+++ Page excerpt

# Venison hind boned



## richtee (Dec 3, 2007)

Hey Scotty and Dude-

Now THIS took a bit more time... But I kept all major muscles intact, even the "football roast" is 3/4 round!  Phew.


----------



## goat (Dec 3, 2007)

Good job Rich.  You can come help me anytime.


----------



## skinnerc06 (Dec 3, 2007)

I like to debone my ham's too.  We do it while the deer's still haning though, a little trickier but that way you dont need a saw.  I like to take apart into the major muscles as well, one big ham is hard to handle and the smaller pieces take marinades better i think, also their easier to wrap in bacon.  Never thought about calling it a "football roast" but thats a perfect description.  good luck with all that meat.


----------



## cowgirl (Dec 3, 2007)

After you get through at goat's, you can come help me.


----------



## goat (Dec 3, 2007)

Skinner, like you I take them apart while they hang.


----------



## deejaydebi (Dec 4, 2007)

Nice job Rich!


----------



## bombo80 (Dec 4, 2007)

++++++

## Stated problem a
Count the lines of the records that contain the string "confirm". Give only the number.

+++ Input records

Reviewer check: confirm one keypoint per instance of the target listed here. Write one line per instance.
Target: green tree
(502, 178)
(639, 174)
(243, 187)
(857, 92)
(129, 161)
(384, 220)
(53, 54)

++++++

## Stated problem b
In the deboning thread, rewrite the paragraph beginning "I like to debone my ham's too" as a brief list that keeps its main facts.

## Exercise output a
1

## Exercise output b
- Also debones the hams, but while the deer is still hanging. This is trickier but needs no saw.
- Separates the meat into the major muscles. One big ham is hard to handle, and the smaller pieces take marinades better and are easier to wrap in bacon.
- Never thought of the name "football roast" but finds it a perfect description.
- Wishes luck with all the meat.